■ Textauszug:
━━━━━━━━━━

Tipp 2: Die analytische Qualitätssicherung nicht vergessen
Das Threat Modeling zählt zur konstruktiven Qualitätssicherung. Das ist die Qualitätssicherung (QS), die den Fokus auf das Vermeiden von Fehlern legt. Diese konstruktive QS muss durch eine analytische QS ergänzt werden, bei der der Fokus auf dem Finden von Fehlern liegt. Dazu zählt z. B. das Penetration Testing von Produkten.
Fragen Sie die IT-Security-Experten des Johner Instituts, wenn Sie Unterstützung beim Penetration Testing wünschen. Über das Webformular können Sie leicht Kontakt aufnehmen.
Tipp 3: Nutzen Sie Werkzeuge
Ein Werkzeug wie das Threat Modeling Tool von Microsoft hilft Ihnen, mögliche Bedrohungen Ihrer Produkte und Systeme systematisch zu finden. Damit können Sie auch Ihre Entscheidungen über Maßnahmen dokumentieren und nachverfolgen.
Für das „Tracing“ von den festgelegten Maßnahmen empfehlen sich zu deren Überprüfung ALM-Werkzeuge, beispielsweise von Medsoto.

━━━━━━━━━━

■ Aufgaben:
A - Nenne alle Firmen und Institute, die im Text über Threat Modeling mit Namen vorkommen.
B - Schreib den Text über Threat Modeling nach seinem letzten Satz weiter.

■ Einträge:

━━━━━━━━━━

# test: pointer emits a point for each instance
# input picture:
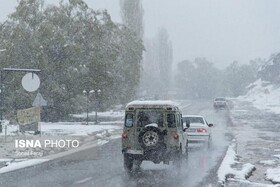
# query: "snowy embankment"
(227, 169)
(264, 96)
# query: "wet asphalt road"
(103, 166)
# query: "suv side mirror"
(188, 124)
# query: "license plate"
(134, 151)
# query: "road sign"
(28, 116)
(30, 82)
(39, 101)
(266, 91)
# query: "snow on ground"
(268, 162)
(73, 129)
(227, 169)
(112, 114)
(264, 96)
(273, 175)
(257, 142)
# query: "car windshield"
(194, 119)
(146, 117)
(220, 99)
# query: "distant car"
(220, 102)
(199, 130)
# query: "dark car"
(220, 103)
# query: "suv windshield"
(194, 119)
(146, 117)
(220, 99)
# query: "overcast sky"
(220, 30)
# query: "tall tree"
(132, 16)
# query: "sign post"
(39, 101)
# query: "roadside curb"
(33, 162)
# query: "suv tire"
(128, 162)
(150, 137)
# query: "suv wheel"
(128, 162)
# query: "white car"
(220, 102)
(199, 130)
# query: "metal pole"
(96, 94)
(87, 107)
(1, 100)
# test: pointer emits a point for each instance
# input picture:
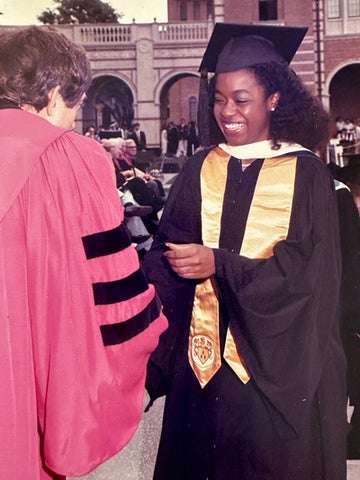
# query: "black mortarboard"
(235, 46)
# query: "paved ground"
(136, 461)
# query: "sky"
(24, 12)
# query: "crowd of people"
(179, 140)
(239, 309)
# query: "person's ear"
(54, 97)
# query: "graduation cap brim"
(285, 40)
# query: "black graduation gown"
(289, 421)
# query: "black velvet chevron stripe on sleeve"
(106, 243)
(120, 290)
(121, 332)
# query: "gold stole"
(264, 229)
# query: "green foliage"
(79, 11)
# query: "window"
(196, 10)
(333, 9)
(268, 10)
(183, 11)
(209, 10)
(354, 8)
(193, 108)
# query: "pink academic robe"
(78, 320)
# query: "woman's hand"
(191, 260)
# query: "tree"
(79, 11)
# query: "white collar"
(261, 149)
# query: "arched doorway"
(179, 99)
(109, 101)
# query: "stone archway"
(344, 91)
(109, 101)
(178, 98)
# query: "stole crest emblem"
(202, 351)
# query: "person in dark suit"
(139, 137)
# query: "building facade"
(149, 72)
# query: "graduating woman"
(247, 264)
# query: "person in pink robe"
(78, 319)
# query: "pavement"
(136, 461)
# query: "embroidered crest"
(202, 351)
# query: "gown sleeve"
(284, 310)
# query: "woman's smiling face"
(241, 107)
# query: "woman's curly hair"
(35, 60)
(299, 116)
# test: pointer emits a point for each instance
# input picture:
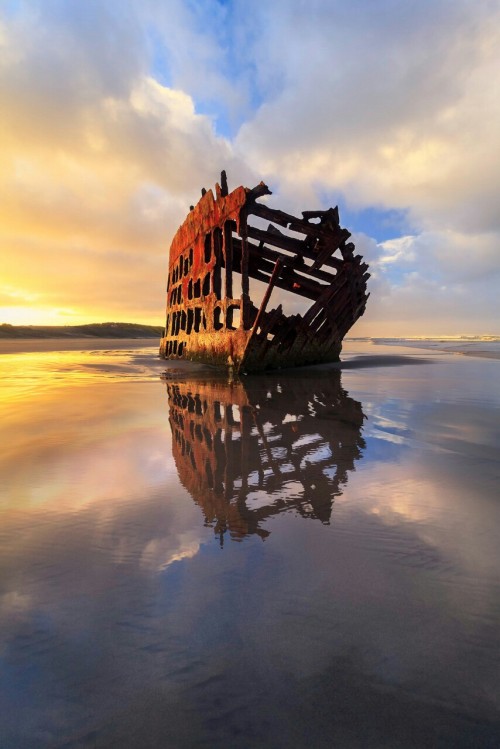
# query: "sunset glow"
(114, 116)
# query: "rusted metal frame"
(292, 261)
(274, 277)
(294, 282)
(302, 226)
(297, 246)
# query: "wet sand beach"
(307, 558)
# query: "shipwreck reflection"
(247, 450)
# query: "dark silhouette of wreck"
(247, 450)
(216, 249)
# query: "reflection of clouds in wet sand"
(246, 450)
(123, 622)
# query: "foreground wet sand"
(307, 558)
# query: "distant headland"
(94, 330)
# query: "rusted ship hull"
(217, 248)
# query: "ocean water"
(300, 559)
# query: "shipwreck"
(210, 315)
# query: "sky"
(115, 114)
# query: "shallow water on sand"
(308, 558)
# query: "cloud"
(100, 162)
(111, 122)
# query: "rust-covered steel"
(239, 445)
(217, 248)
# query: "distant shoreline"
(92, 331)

━━━━━━━━━━

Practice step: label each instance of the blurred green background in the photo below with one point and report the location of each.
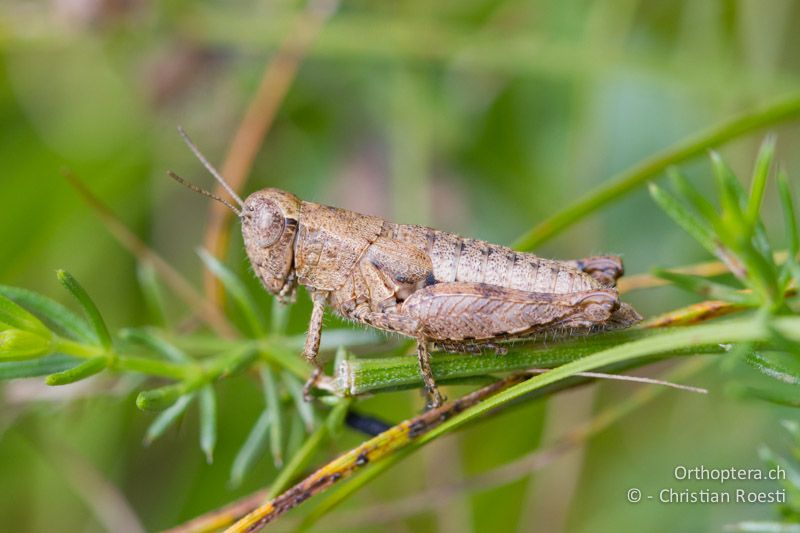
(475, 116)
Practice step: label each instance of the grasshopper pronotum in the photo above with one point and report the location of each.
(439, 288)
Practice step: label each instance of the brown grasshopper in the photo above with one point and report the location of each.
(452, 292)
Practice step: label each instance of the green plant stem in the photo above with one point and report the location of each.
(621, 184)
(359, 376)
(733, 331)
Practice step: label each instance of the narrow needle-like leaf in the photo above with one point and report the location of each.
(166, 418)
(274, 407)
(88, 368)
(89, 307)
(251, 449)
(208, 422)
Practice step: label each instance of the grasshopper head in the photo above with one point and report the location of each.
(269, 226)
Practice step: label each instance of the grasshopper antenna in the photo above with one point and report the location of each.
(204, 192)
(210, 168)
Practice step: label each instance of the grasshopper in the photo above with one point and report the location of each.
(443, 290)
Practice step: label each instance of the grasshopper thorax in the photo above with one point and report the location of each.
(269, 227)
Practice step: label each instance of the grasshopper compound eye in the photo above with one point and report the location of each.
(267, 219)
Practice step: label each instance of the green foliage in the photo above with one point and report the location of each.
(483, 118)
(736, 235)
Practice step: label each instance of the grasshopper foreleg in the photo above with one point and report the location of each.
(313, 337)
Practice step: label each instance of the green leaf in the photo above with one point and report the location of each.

━━━━━━━━━━

■ Antworten:
A - Johner Institut, Microsoft, Medsoto

B -
5. Welche regulatorischen Anforderungen es an das Threat Modeling gibt
Weder MDR noch IVDR noch der Food Drug and Cosmetic Act in den USA verpflichten die Hersteller zum Threat Modeling. Allerdings bestehen sie darauf, dass die Hersteller die IT-Sicherheitsrisiken minimieren.
Bei Produkten, zu deren Bestandteilen Software gehört, oder bei Produkten in Form einer Software wird die Software entsprechend dem Stand der Technik entwickelt und hergestellt, wobei die Grundsätze des Software-Lebenszyklus, des Risikomanagements einschließlich der Informationssicherheit, der Verifizierung und der Validierung zu berücksichtigen sind.
MDR Anhang I Absatz 17.1
Diesen „Stand der Technik“ beschreiben Normen und Leitlinien wie z. B.:
- Leitfaden des Johner Instituts zur IT-Sicherheit
- Quellen der FDA zur Cybersecurity
- Playbook zum Threat Modeling (FDA gesponsert, aber keine offizielle FDA-Guidance)
- Die Norm IEC 81001-5-1 zur Sicherheit, Effektivität und Sicherheit von Gesundheitssoftware und Gesundheits-IT-Systemen
- MDCG 2019-16 rev. 1 „Guidance on Cybersecurity for medical devices“
Alle diese Dokumente erwähnen das Threat Modeling. Daher wird Herstellern die Begründung schwerfallen, weshalb sie auf das Threat Modeling verzichten.
6. Fazit
Die Grundlagen des Threat Modelings sind schnell erlernt, auch weil es gute Werkzeuge gibt und die Modellierungssprache nur wenige Notationselemente umfasst.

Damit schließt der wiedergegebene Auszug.